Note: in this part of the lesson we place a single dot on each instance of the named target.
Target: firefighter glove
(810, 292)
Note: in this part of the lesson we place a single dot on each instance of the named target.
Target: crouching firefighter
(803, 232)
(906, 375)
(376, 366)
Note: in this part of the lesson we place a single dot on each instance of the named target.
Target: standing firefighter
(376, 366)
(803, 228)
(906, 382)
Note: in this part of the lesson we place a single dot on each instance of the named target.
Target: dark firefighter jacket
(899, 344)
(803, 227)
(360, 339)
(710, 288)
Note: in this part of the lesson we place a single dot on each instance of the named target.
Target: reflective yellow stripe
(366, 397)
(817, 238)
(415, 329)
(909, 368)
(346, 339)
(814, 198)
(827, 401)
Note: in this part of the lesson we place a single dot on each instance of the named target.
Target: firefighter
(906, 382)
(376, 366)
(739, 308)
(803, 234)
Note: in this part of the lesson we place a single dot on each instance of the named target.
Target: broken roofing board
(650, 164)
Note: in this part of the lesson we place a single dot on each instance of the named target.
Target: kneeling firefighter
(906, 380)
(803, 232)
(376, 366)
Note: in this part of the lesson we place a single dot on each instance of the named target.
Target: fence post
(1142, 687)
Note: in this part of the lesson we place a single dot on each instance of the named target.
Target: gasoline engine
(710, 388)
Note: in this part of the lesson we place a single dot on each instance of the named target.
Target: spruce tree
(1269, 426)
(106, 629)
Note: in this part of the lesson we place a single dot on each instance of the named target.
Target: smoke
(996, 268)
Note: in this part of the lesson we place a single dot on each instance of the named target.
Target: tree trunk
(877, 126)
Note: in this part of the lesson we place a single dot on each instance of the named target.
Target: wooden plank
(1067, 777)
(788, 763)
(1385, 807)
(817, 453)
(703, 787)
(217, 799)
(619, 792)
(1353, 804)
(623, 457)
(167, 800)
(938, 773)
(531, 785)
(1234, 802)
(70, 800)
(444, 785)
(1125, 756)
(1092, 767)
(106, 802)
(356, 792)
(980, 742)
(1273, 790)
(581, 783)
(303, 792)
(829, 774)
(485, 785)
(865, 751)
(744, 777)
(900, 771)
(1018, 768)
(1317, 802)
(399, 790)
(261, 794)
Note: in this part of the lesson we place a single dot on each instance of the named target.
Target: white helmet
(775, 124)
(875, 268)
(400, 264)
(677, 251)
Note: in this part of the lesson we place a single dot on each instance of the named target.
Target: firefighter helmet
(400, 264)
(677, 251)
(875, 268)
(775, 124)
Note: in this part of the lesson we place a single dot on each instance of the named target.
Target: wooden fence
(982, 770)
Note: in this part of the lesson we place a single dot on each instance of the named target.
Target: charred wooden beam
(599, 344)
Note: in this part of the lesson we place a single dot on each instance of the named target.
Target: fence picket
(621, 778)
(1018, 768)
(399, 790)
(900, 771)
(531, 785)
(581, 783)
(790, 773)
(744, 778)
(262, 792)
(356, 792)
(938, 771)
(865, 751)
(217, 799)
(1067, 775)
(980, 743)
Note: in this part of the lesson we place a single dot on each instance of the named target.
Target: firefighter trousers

#####

TASK TO CARRY OUT: Output the listing above word for word.

SOLUTION:
Note: in this part of the lesson we place a single dot on each instance of the named target.
Target: firefighter glove
(810, 292)
Note: in this part of the lesson we place a single dot on each instance of the named target.
Target: crouching firefighter
(803, 232)
(906, 375)
(376, 366)
Note: in this part of the lesson we place a single dot on each instance of the named target.
Target: standing firefighter
(376, 366)
(803, 228)
(906, 382)
Note: in this part of the lesson we place a single dot on each instance of the named target.
Target: dark firefighter jacket
(899, 344)
(803, 227)
(360, 339)
(710, 288)
Note: in this part of the lesson we place a single dot on each instance of the named target.
Target: reflective yellow stripe
(366, 397)
(817, 238)
(415, 329)
(909, 368)
(346, 339)
(814, 198)
(827, 401)
Note: in this part of the lesson we place a single dot on each instance of the named target.
Target: firefighter
(906, 382)
(376, 366)
(739, 308)
(803, 234)
Note: in this part of the lesson we place a single dot on each instance of the named target.
Target: broken roofing board
(650, 164)
Note: in this part of the lesson we place a single dot on each instance of the named target.
Target: kneeling firefighter
(906, 380)
(803, 232)
(376, 366)
Note: in this part of the lesson we place a single dot on each instance of the named target.
Target: fence post
(1142, 687)
Note: in this part of the lesson we place a single dot on each instance of the named target.
Target: gasoline engine
(710, 388)
Note: in this part of the lesson we place a single dot on each instance of the named target.
Target: spruce tree
(1269, 426)
(106, 629)
Note: in this part of the lesson we place a single dot on each instance of the named target.
Target: smoke
(996, 268)
Note: in this part of the lesson we place a single dot on each instance of the named target.
Target: tree trunk
(877, 126)
Note: in this part of the lesson we place a single dot on each instance of the named target.
Target: wooden plank
(1067, 777)
(788, 763)
(1385, 807)
(817, 453)
(703, 787)
(217, 799)
(619, 792)
(1353, 804)
(623, 457)
(167, 800)
(938, 773)
(531, 785)
(1234, 802)
(70, 800)
(444, 785)
(1125, 756)
(1092, 767)
(106, 802)
(356, 792)
(980, 742)
(1273, 790)
(581, 783)
(303, 792)
(829, 774)
(485, 785)
(865, 751)
(744, 777)
(900, 771)
(1018, 768)
(1317, 802)
(399, 790)
(261, 794)
Note: in this part of the lesson we place a single dot on each instance of the named target.
Target: white helmet
(775, 124)
(875, 268)
(400, 264)
(677, 251)
Note: in this part of the lesson we place a single dot on each instance of the named target.
Target: firefighter helmet
(400, 264)
(677, 251)
(875, 268)
(775, 124)
Note: in this part of the lesson we place a single dot on each instance of the named target.
Target: wooden fence
(982, 770)
Note: in this part of the lesson we place a single dot on each instance of the named target.
Target: charred wooden beam
(599, 344)
Note: in this part of the lesson we place a single dot on each instance of the named target.
Target: fence picket
(621, 778)
(1018, 768)
(399, 790)
(900, 771)
(531, 785)
(581, 783)
(790, 773)
(744, 778)
(262, 792)
(356, 792)
(938, 771)
(865, 751)
(217, 799)
(1067, 775)
(980, 743)
Note: in this part of the lesson we place a single dot on each instance of the named target.
Target: firefighter trousers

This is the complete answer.